In January 2010, the FASB issued authoritative guidance related to improving disclosures about fair
value measurements. This guidance requires the disclosure of separate amounts of significant
transfers in and out of Level 1 and Level 2 fair value measurements and the reason for such
transfers. It also requires information related to purchases, sales, issuances, and settlements of
Level 3 financial assets and liabilities to be presented separately in the reconciliation of fair
value measurements for the period presented. In addition, the guidance clarifies existing
disclosure guidance with respect to the level of disaggregation for classes of financial assets and
liabilities as well as valuation techniques and inputs used for both recurring and nonrecurring
fair value measurements of Level 2 and Level 3 assets and liabilities. We adopted the new
disclosure requirements effective January 1, 2010.

Recorded data
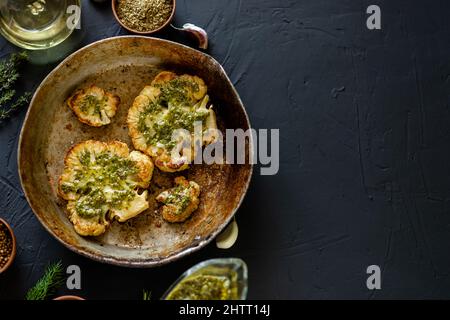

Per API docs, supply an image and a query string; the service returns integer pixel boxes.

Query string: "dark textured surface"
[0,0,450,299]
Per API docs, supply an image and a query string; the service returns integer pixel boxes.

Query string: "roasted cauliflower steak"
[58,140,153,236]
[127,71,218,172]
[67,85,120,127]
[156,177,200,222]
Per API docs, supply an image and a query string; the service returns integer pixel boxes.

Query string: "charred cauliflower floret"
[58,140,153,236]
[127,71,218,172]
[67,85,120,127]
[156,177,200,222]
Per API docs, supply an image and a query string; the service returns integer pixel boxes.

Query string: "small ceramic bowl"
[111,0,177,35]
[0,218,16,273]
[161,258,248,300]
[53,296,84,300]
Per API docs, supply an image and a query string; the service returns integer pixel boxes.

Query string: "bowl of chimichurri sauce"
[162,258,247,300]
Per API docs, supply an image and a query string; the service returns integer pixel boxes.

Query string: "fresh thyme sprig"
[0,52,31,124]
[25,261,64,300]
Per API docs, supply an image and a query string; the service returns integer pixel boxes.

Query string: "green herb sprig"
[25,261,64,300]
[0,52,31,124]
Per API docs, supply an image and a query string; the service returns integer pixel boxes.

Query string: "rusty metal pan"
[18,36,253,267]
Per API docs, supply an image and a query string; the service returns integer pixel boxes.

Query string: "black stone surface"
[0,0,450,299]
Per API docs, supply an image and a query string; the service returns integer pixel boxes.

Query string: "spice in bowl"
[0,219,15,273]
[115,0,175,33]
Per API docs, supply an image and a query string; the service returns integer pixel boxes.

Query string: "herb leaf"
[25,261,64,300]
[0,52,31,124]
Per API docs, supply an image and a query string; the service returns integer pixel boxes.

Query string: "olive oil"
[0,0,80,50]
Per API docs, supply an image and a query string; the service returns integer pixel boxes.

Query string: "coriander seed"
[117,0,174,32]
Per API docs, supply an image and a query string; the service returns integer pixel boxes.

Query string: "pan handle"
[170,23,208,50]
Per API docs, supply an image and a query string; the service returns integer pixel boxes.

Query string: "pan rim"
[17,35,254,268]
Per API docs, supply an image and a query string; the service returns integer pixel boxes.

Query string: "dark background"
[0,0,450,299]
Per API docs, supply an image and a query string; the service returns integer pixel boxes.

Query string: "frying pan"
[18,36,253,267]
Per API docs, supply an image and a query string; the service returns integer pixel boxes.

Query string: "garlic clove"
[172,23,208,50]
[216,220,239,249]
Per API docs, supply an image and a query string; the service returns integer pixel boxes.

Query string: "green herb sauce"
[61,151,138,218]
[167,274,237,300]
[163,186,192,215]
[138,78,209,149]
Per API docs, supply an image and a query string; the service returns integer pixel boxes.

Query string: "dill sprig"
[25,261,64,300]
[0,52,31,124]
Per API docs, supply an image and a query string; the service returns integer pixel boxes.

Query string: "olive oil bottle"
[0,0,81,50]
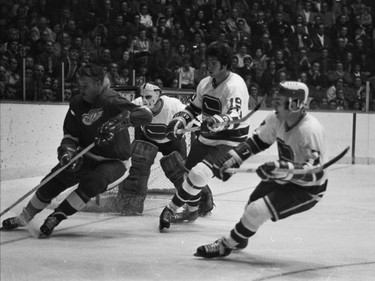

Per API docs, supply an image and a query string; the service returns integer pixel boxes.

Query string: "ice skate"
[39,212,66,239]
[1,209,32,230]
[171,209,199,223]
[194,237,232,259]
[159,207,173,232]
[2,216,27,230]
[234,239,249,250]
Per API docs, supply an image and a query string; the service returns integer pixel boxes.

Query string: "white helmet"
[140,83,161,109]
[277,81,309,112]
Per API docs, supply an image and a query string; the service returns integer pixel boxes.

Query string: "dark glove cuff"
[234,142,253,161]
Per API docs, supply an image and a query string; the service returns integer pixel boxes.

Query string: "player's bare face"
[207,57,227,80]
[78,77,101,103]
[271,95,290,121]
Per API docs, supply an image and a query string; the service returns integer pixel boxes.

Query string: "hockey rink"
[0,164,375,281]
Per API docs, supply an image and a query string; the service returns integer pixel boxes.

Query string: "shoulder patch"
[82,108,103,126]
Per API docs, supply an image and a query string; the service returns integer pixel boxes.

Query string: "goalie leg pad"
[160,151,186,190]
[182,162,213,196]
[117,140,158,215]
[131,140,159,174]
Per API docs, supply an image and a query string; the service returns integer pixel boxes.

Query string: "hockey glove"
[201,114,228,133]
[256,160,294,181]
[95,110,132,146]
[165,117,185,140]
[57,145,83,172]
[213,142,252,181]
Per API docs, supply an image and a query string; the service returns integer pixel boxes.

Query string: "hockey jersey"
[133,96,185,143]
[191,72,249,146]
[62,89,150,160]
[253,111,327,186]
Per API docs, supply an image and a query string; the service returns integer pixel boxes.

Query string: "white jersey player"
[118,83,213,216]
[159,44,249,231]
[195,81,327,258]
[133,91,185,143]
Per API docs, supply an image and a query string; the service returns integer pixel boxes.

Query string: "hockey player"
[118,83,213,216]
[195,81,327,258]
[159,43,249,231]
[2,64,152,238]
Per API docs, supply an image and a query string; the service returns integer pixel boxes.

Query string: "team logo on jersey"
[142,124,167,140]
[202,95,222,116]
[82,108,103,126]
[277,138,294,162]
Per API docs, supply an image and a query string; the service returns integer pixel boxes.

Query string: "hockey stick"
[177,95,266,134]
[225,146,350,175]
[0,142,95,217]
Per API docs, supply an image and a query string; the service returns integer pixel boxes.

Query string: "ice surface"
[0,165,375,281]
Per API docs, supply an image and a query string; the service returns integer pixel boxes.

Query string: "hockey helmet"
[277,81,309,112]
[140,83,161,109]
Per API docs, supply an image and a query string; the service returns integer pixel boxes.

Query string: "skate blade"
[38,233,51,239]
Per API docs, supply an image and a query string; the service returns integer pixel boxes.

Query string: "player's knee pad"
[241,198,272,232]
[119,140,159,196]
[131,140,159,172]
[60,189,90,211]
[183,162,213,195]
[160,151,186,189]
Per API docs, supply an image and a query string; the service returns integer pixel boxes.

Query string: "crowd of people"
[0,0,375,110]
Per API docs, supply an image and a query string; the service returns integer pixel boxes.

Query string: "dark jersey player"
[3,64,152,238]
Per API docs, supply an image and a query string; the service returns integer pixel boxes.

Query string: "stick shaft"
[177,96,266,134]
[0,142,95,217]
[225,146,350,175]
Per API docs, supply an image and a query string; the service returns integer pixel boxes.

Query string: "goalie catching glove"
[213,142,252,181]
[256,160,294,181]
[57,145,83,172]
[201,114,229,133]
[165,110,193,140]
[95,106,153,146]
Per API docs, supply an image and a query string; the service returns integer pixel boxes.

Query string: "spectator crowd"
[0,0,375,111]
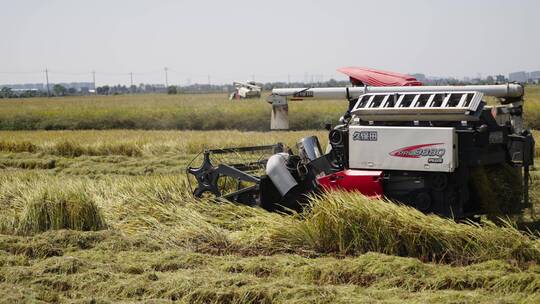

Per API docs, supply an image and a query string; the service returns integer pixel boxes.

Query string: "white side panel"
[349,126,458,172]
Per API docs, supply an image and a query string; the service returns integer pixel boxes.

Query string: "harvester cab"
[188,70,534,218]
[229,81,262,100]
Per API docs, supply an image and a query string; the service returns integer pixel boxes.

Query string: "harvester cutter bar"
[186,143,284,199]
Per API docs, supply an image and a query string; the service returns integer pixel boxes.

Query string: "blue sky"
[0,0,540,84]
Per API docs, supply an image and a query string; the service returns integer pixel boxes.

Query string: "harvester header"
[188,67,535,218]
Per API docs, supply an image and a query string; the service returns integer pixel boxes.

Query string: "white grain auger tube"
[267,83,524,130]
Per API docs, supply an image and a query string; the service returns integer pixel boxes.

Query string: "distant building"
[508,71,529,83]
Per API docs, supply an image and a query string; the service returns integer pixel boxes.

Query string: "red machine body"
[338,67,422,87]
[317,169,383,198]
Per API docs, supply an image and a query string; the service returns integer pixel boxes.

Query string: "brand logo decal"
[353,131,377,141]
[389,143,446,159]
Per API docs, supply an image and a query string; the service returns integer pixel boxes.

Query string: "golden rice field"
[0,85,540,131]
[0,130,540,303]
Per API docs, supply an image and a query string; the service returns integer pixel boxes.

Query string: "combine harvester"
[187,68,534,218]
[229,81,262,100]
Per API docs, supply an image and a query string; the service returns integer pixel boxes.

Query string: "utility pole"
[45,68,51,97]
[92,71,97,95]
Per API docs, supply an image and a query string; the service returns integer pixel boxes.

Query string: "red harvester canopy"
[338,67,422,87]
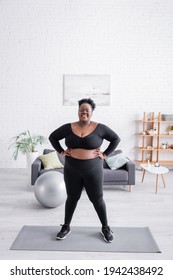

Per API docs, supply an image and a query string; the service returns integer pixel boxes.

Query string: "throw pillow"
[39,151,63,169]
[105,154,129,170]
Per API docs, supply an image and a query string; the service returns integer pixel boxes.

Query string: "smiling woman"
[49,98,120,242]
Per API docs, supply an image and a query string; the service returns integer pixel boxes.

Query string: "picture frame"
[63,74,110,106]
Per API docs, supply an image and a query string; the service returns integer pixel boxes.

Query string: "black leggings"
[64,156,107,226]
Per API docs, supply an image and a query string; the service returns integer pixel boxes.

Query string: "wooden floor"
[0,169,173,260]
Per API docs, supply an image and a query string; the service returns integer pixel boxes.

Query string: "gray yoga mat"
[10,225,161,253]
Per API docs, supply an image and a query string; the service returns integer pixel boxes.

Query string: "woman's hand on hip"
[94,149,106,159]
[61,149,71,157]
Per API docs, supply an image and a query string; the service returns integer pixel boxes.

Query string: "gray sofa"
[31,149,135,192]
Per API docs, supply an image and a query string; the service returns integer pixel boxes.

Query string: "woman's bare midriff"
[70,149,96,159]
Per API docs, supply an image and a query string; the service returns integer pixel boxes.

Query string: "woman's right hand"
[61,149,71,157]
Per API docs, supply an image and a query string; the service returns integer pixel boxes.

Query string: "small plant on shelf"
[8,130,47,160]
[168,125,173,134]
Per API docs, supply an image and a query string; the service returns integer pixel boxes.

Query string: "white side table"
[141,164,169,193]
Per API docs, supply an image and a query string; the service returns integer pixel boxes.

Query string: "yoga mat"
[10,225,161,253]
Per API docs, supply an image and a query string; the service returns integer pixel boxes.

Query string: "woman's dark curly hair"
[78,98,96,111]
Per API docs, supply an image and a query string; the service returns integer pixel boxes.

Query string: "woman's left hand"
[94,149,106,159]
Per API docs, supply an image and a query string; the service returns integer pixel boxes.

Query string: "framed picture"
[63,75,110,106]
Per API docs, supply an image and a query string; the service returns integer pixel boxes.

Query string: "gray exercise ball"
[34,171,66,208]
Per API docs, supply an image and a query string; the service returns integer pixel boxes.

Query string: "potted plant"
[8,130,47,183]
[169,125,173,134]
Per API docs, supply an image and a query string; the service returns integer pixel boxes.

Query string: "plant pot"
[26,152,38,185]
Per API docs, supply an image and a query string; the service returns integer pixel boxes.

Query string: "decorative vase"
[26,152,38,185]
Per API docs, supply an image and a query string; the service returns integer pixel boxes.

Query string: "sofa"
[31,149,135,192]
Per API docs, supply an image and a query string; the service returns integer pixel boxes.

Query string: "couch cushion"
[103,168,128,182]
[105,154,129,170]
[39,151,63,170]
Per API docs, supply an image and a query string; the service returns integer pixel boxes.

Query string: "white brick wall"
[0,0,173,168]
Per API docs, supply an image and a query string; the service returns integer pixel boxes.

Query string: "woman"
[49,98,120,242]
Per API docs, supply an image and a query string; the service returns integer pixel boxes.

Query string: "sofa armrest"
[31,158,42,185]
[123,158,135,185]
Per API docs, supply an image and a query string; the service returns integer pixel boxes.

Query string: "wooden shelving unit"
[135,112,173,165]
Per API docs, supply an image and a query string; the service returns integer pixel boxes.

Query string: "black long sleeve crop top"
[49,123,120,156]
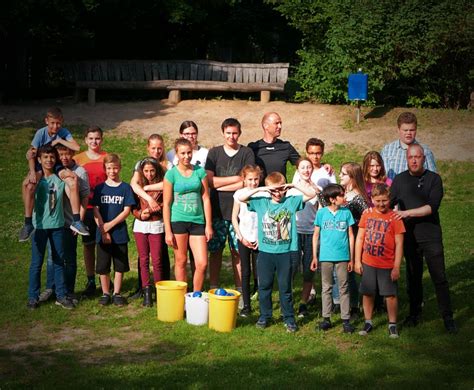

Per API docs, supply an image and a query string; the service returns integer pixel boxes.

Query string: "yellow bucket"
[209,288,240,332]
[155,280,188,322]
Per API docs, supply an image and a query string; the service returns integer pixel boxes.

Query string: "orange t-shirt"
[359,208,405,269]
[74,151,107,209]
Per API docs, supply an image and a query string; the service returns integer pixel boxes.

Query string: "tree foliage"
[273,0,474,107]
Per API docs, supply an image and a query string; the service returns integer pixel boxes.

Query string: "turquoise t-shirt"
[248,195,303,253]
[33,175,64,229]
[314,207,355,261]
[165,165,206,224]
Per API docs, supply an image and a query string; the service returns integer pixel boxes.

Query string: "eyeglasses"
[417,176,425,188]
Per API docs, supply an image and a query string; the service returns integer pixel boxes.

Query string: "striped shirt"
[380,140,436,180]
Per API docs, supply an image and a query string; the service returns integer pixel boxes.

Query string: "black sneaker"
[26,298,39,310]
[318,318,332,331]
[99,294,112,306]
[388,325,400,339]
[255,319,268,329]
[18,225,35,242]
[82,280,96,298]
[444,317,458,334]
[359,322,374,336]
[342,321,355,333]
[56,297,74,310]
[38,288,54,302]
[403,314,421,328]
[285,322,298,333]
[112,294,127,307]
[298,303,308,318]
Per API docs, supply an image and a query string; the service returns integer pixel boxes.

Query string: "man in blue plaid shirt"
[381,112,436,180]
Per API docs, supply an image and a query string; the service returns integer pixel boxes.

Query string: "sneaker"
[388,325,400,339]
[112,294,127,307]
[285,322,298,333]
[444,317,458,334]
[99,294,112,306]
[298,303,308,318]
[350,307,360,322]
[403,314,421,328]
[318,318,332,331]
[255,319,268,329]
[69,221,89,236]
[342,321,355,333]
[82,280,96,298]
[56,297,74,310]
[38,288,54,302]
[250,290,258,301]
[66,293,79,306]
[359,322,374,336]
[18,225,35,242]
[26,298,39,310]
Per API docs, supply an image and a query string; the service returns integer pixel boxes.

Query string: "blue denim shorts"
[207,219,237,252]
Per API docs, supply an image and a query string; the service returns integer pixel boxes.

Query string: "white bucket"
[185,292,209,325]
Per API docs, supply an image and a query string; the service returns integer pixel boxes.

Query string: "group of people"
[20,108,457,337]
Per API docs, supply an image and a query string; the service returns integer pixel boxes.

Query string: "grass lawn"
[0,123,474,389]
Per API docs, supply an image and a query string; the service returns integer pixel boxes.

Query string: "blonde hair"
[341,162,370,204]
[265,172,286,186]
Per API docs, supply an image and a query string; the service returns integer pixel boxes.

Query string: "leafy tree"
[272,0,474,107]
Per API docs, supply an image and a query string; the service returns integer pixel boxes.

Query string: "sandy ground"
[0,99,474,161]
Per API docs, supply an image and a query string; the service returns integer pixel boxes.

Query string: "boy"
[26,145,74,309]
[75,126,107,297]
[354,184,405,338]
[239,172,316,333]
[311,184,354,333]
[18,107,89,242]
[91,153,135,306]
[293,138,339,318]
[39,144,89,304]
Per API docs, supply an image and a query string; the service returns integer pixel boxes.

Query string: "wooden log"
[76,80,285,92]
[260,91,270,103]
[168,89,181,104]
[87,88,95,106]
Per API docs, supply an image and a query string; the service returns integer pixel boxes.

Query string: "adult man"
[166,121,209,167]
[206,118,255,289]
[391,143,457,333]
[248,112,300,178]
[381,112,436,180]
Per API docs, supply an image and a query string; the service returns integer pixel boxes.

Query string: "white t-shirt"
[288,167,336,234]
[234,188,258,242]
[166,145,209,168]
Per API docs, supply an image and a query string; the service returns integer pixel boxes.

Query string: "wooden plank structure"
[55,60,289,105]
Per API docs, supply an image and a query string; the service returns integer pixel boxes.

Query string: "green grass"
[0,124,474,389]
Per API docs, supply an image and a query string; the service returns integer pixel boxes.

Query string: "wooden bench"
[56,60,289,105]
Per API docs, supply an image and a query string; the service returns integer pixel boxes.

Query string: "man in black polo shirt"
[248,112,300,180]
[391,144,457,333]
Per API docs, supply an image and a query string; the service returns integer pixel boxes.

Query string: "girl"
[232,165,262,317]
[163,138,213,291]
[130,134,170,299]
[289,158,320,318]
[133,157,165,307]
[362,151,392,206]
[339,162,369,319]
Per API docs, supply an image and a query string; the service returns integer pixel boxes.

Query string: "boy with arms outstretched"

Required work
**A.** In the fair value disclosure passage, what does the January 2010 guidance require companies to report about transfers between Level 1 and Level 2?
**B.** Based on the fair value disclosure passage, do these statements agree with it? (i) Purchases, sales, issuances, and settlements of Level 3 financial assets and liabilities must be shown separately in the reconciliation. (ii) The clarified guidance on valuation techniques and inputs applies only to recurring fair value measurements. (iii) The new disclosure requirements were adopted effective January 1, 2011.

The answers
**A.** Companies must disclose separate amounts of significant transfers in and out of Level 1 and Level 2 fair value measurements. They must also give the reason for those transfers.

**B.**
(i) Yes: "purchases, sales, issuances, and settlements of Level 3 financial assets and liabilities to be presented separately in the reconciliation of fair value measurements"
(ii) No: "for both recurring and nonrecurring fair value measurements"
(iii) No: "We adopted the new disclosure requirements effective January 1, 2010."